Westpower Limited
- Company type: Private
- Headquarters: Greymouth, New Zealand
- Area served: West Coast
- Services: Electricity distribution
- Owners: West Coast Electric Power Trust (100%)
- Website: www.westpower.co.nz

= Westpower =

Electricity distribution business based in Greymouth, New Zealand

Westpower Limited is an electricity distribution business based in Greymouth, New Zealand. The company owns and operates the electricity distribution network in the Westland and Grey districts, and part of the Buller District. The company is wholly owned by the West Coast Electric Power Trust.

Work to complete: According to the article on Westpower, which districts does the company's electricity distribution network cover?

[Pointing listing]
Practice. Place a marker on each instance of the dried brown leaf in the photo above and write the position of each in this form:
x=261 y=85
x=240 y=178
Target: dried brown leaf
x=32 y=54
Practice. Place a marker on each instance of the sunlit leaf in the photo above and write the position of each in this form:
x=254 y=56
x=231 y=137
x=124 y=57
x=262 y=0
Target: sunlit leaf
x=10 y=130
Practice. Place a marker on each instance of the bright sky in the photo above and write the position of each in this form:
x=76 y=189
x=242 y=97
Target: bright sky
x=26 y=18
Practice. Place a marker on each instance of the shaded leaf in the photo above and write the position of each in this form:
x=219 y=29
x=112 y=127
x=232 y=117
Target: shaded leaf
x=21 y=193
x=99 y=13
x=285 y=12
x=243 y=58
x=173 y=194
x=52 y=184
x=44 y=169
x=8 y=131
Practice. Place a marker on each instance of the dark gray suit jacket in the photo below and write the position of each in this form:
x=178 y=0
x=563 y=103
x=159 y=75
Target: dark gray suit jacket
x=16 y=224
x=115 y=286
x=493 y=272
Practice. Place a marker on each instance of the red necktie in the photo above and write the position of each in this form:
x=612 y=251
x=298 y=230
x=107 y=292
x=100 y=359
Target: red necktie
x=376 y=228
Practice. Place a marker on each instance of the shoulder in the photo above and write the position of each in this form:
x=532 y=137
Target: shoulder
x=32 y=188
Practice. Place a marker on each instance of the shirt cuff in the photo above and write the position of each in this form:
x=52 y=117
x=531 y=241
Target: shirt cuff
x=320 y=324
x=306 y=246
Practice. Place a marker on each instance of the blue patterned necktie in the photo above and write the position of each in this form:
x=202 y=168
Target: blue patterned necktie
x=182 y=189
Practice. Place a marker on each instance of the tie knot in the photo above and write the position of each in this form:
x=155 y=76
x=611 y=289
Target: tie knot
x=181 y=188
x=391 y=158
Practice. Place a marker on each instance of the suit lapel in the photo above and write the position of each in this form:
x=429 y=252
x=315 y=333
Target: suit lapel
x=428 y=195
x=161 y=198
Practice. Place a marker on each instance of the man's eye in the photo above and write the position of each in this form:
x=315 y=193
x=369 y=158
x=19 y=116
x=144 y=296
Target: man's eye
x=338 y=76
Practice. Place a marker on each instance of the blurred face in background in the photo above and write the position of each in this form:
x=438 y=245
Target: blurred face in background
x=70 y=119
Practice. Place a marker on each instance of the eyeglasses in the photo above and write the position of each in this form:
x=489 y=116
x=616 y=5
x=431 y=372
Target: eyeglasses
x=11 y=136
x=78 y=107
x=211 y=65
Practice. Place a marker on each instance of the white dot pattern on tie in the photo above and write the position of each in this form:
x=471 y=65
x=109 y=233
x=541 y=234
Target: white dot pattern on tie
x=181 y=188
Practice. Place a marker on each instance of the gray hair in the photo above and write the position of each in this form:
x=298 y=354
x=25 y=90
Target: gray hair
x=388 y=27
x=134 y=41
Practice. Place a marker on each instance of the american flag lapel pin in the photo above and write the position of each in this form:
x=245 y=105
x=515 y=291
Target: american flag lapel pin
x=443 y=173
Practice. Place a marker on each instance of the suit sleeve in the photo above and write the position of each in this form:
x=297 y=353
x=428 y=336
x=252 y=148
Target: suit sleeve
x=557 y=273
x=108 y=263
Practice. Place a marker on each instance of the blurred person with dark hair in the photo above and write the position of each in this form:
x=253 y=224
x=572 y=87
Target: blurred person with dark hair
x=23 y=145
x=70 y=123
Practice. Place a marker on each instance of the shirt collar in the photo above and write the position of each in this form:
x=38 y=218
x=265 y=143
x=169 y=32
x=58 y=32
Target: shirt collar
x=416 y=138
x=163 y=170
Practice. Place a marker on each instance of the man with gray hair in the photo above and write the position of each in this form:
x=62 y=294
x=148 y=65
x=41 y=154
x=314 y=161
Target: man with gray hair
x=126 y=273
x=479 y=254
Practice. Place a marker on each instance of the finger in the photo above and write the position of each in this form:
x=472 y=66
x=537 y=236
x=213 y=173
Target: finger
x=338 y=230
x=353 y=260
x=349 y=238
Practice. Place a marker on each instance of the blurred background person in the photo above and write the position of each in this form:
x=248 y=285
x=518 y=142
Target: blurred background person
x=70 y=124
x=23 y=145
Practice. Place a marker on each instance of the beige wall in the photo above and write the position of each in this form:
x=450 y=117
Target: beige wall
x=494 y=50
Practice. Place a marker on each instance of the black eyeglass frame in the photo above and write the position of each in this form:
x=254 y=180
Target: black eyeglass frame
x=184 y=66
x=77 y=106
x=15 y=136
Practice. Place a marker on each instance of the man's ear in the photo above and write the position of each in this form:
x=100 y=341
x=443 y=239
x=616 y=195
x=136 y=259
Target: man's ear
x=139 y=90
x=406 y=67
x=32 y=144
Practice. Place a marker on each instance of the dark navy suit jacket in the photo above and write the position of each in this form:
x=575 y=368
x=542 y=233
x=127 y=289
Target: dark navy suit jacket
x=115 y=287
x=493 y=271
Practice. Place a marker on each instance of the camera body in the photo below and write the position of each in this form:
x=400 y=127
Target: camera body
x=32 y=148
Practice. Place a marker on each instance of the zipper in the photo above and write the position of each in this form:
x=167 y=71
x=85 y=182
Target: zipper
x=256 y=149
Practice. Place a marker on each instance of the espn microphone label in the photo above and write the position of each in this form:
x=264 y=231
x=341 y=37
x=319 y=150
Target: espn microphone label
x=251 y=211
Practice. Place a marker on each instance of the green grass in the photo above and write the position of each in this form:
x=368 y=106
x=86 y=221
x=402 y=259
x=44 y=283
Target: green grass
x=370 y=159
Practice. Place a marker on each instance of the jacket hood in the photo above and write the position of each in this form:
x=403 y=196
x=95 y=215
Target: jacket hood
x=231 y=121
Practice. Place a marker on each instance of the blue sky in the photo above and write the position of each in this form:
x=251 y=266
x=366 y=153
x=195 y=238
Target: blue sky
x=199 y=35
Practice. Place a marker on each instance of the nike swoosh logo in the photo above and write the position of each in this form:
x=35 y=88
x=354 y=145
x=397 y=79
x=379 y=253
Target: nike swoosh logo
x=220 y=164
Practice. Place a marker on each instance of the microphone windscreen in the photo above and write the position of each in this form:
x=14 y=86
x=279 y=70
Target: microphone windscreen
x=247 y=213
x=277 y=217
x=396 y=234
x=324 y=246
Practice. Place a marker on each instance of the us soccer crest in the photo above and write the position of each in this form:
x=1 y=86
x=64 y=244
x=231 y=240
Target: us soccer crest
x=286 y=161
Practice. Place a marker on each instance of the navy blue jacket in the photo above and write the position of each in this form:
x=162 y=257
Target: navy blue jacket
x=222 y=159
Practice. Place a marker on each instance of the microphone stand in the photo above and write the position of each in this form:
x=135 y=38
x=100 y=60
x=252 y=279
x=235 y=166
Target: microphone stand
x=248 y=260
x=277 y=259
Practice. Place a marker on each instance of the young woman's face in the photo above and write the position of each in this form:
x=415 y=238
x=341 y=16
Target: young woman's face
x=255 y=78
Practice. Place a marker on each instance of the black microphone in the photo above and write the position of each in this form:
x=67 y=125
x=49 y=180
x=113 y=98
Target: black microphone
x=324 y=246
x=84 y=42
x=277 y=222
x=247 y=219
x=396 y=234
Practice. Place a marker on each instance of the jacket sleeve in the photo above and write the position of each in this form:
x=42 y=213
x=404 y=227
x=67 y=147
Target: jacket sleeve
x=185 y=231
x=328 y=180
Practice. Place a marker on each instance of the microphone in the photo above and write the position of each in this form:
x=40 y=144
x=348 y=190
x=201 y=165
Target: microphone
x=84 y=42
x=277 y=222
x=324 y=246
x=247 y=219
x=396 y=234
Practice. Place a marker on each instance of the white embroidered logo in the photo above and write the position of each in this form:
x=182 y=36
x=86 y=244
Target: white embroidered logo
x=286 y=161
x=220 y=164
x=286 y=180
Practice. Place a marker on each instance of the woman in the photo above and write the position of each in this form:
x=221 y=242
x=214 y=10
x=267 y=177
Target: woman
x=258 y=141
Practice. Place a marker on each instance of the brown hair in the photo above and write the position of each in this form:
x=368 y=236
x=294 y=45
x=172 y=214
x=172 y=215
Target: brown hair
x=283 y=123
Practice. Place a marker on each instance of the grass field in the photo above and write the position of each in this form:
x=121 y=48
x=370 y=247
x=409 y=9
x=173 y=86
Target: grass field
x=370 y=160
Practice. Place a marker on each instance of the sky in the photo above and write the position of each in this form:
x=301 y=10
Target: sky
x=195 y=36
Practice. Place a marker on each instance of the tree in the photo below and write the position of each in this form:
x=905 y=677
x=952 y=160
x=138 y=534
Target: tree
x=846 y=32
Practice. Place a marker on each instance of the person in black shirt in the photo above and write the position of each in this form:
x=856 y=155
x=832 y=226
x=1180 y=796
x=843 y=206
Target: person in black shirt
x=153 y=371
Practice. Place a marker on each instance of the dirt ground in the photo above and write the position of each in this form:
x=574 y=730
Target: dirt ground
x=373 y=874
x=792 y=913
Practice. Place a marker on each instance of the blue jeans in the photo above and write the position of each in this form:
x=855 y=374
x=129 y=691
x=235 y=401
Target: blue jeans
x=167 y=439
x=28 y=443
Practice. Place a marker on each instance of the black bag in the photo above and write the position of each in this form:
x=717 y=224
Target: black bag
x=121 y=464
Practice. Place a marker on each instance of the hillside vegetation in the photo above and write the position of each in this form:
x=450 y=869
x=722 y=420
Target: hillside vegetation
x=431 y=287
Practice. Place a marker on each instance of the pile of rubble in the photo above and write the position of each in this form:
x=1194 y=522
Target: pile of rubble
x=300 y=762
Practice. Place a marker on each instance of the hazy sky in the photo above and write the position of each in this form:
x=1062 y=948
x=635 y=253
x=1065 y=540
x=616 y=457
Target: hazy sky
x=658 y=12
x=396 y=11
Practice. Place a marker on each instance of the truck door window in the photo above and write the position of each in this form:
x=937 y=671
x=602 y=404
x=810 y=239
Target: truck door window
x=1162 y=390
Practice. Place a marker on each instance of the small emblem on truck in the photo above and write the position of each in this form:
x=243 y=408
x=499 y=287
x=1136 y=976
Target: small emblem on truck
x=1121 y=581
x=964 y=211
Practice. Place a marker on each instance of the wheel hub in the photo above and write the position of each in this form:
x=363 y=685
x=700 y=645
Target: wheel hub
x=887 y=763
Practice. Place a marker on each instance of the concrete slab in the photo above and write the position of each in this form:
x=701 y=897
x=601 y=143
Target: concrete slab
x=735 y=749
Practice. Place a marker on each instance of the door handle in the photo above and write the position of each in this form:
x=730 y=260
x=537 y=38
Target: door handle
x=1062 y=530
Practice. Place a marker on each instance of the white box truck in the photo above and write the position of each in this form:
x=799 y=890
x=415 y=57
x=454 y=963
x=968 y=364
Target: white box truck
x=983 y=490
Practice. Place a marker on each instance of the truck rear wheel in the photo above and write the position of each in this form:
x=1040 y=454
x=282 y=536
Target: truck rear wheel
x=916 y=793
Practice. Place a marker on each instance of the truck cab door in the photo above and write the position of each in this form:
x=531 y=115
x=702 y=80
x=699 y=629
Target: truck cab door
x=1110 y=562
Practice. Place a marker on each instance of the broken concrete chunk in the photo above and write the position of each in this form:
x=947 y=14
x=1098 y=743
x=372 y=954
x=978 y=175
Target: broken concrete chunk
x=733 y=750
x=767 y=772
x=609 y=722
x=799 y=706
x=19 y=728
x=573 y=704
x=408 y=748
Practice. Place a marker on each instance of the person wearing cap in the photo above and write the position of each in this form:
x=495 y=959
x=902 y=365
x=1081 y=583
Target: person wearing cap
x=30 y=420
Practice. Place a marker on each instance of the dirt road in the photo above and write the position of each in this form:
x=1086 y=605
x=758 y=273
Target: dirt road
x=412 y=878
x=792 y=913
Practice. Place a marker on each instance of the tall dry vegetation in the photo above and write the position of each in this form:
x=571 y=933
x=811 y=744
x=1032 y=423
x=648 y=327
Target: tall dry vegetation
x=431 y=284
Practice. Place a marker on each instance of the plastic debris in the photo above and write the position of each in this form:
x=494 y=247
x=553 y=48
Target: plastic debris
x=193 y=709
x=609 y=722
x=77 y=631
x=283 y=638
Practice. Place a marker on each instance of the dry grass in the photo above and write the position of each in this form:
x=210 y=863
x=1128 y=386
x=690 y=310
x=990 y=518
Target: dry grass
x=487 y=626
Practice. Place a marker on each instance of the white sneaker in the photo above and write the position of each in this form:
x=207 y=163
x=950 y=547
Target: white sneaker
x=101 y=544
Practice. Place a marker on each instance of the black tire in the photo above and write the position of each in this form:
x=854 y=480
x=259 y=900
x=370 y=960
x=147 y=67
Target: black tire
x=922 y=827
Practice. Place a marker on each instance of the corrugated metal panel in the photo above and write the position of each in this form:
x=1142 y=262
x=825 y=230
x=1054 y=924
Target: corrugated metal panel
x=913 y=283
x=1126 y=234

Result: The Westland and Grey districts, and part of the Buller District.